Our lab employs a multidisciplinary approach to study the relationship between gene circuits and their dynamical properties in bacteria: quantitative fluorescence microscopy and microfluidics to capture temporal dynamics and cellular heterogeneities, molecular genetics to dissect biological mechanisms, machine learning to uncover patterns, and mathematical modeling to rebuild biological systems and predict experimental outcomes. Our current research topics fall into the following general categories:
Temporal signal processing
Much like consciousness emerges from interactions within networks of neurons, gene regulatory networks can give rise to novel emergent properties that cannot be understood or predicted from their individual components in isolation. Even simple circuits comprising just two or three genes can generate sophisticated temporal behaviors in bacteria, including stochastic pulsing, circadian oscillations, fold-change detection, noise filtering, and many others. We are investigating how various circuit attributes—such as network topology, reaction kinetics, and stoichiometry—shape temporal outputs and signal processing capabilities of gene circuits and to what extent these properties can be tuned experimentally.
Phenotypic heterogeneity
There is a prevailing notion in biology that phenotypes are determined by the interplay between genetics and environmental factors. Yet, bacterial cells with identical genomes and external conditions could exhibit strikingly different behaviors. A particularly relevant example is the spontaneous and transient emergence of antibiotic-tolerant cells within a genetically uniform population. We would like to uncover the gene regulatory circuits that are prone to drive phenotypic heterogeneities, unravel the key dynamical properties that enable stochastic cell-state transitions, and elucidate their physiological roles in the context of bacterial stress adaptation.

***

▶ _Exercise requirements_:
- A) From the research overview above, copy the passage starting at "Phenotypic heterogeneity" up to and including "bacterial stress adaptation.".
- B) In the research overview, what does the lab call a particularly relevant example of bacterial cells with identical genomes and conditions behaving differently?
- C) Extend the bacterial gene circuit research overview with new text that follows its final sentence.

***

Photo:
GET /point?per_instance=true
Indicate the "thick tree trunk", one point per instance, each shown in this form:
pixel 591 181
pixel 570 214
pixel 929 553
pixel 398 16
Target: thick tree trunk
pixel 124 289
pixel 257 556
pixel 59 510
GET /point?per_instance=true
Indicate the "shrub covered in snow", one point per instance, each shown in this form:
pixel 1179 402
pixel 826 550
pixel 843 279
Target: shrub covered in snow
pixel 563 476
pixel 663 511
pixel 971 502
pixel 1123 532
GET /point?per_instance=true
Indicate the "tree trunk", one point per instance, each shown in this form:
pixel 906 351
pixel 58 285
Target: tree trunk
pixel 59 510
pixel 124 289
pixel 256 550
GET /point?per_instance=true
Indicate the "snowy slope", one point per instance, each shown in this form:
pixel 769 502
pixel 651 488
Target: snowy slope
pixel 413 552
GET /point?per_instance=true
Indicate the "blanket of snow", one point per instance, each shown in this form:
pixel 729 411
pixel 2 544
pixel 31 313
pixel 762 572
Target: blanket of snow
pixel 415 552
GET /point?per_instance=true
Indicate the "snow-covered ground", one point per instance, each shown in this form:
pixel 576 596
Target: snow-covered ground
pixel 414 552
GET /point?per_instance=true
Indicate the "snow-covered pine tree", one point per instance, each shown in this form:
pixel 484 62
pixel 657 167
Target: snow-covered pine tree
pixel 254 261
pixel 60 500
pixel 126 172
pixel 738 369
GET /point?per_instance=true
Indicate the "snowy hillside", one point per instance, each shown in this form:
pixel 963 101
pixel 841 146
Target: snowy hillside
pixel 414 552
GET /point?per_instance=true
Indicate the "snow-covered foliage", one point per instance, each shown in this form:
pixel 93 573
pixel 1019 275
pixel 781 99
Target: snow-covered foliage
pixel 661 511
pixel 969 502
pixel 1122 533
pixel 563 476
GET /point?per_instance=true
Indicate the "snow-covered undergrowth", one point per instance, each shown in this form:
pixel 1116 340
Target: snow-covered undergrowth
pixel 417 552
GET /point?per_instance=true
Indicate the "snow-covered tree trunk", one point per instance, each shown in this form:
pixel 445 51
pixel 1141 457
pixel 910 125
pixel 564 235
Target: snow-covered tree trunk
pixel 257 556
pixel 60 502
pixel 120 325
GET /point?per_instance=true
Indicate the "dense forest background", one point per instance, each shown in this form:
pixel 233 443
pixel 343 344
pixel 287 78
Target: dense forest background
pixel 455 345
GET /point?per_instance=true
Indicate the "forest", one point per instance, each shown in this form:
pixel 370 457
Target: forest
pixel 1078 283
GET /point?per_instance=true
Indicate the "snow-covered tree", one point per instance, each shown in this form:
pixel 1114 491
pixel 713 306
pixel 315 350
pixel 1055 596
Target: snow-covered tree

***

▶ _Responses to the tasks_:
- A)
Phenotypic heterogeneity
There is a prevailing notion in biology that phenotypes are determined by the interplay between genetics and environmental factors. Yet, bacterial cells with identical genomes and external conditions could exhibit strikingly different behaviors. A particularly relevant example is the spontaneous and transient emergence of antibiotic-tolerant cells within a genetically uniform population. We would like to uncover the gene regulatory circuits that are prone to drive phenotypic heterogeneities, unravel the key dynamical properties that enable stochastic cell-state transitions, and elucidate their physiological roles in the context of bacterial stress adaptation.

- B) The spontaneous and transient emergence of antibiotic-tolerant cells within a genetically uniform population.

- C)
New methodologies
We are developing advanced microfluidic and imaging platforms to uncover and characterize dynamic processes in single bacterial cells and microbial communities. A key objective is to simultaneously achieve high temporal resolution, single-cell sensitivity, and high throughput, such that transient and heterogeneous events are faithfully and unambiguously captured under well-defined external conditions. In parallel, we are working on statistical and machine learning models for inferential and predictive analyses of circuit-driven gene expression dynamics, offering a scalable alternative to traditional differential equation-based approaches.
We are grateful for the trust and generosity of our funding agencies, whose support allows us to pursue cutting-edge research with curiosity and purpose.